SUPPLIED PASSAGE ▸
---------------

Amanollah Khan as a young boy (sitting left in front) with his family, the Donboli clan, ca 1870.
Amanollah Khan, ca. 1878.
Amanollah Khan "Zia' os-Soltan", as an older man around 1900.

Amanollah Khan was born in 1863 in Tabriz and died on 11 February 1931 by cancer in Hamburg when on a visit to see medical specialists. He was buried in Hamburg at the Iranian-Muslim department of Ohlsdorf Cemetery. He was the son of Safar Khan from the Donboli family, who ruled the cities of Tabriz and Khoy as hereditary Khans. A wealthy big landowner Amanollah Khan held possession of half the city of Tabriz and large landed properties at Alamdar in the Iranian province of Azerbaijan.

This was also the reason he was sometimes called Tabrizi (meaning "from Tabriz"), because family names were unknown in Iran of that time. Later, Mozaffar ad-Din Shah Qajar gave him the noble title "Zia' os-Soltan" (lit. "Splendour of the Sovereign") for his merits in affairs of state, by which he became popular. In 1897, he married Princess Shazdeh Khanom Malekeh-Afagh Bahman-Qajar, granddaughter of Prince Bahman Mirza, by whom he got his two children, the Shahzadehs Nosrat ol-Molouk Khanom Bahman and Abol Qassem Bahman. After her death in 1917, he married a rich landlady from Damghan, Turkan Aqa Khanom, in 1923. His second marriage resulted in no issues.[1]

---------------

SUPPLIED MATERIAL ▸

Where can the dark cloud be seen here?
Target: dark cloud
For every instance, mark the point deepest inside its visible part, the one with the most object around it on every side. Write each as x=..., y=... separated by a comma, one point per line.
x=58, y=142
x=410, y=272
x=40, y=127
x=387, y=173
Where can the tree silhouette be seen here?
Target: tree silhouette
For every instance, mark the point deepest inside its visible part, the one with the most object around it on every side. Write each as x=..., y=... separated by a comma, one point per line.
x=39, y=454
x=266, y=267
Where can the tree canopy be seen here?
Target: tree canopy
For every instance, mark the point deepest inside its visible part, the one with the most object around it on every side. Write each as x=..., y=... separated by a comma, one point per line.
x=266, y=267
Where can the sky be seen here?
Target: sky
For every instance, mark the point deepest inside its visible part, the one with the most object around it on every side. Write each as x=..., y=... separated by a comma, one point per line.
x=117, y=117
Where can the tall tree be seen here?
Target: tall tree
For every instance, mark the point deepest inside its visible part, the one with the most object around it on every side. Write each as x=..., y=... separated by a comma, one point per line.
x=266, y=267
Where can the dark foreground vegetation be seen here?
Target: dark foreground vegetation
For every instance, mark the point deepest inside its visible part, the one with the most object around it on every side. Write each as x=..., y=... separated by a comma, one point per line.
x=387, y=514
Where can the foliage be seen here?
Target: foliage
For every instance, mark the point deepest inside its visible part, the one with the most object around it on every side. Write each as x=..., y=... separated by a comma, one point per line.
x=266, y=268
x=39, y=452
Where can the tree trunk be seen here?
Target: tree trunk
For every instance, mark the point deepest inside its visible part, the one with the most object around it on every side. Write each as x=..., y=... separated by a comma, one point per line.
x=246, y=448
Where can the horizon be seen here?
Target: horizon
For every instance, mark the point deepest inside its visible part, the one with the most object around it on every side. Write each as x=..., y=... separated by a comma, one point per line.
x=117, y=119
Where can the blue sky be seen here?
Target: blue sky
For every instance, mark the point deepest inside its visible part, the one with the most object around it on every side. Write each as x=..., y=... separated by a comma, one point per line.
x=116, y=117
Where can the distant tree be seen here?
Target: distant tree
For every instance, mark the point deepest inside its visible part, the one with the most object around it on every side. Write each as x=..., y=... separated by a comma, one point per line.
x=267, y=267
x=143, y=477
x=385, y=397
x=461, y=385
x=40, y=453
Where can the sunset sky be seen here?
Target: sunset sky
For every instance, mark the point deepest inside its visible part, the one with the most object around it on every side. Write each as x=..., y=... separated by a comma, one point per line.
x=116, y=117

---------------

REQUIRED ACTION 1 ▸ Rewrite the passage about Amanollah Khan from "Amanollah Khan was" up to and including "province of Azerbaijan.", putting "property owner" in place of "landowner".
REQUIRED ACTION 2 ▸ According to the passage about Amanollah Khan, in what year did he marry Turkan Aqa Khanom?
The material after the text is separate from it.

ANSWER SECTION 1 ▸
Amanollah Khan was born in 1863 in Tabriz and died on 11 February 1931 by cancer in Hamburg when on a visit to see medical specialists. He was buried in Hamburg at the Iranian-Muslim department of Ohlsdorf Cemetery. He was the son of Safar Khan from the Donboli family, who ruled the cities of Tabriz and Khoy as hereditary Khans. A wealthy big property owner Amanollah Khan held possession of half the city of Tabriz and large landed properties at Alamdar in the Iranian province of Azerbaijan.

ANSWER SECTION 2 ▸ 1923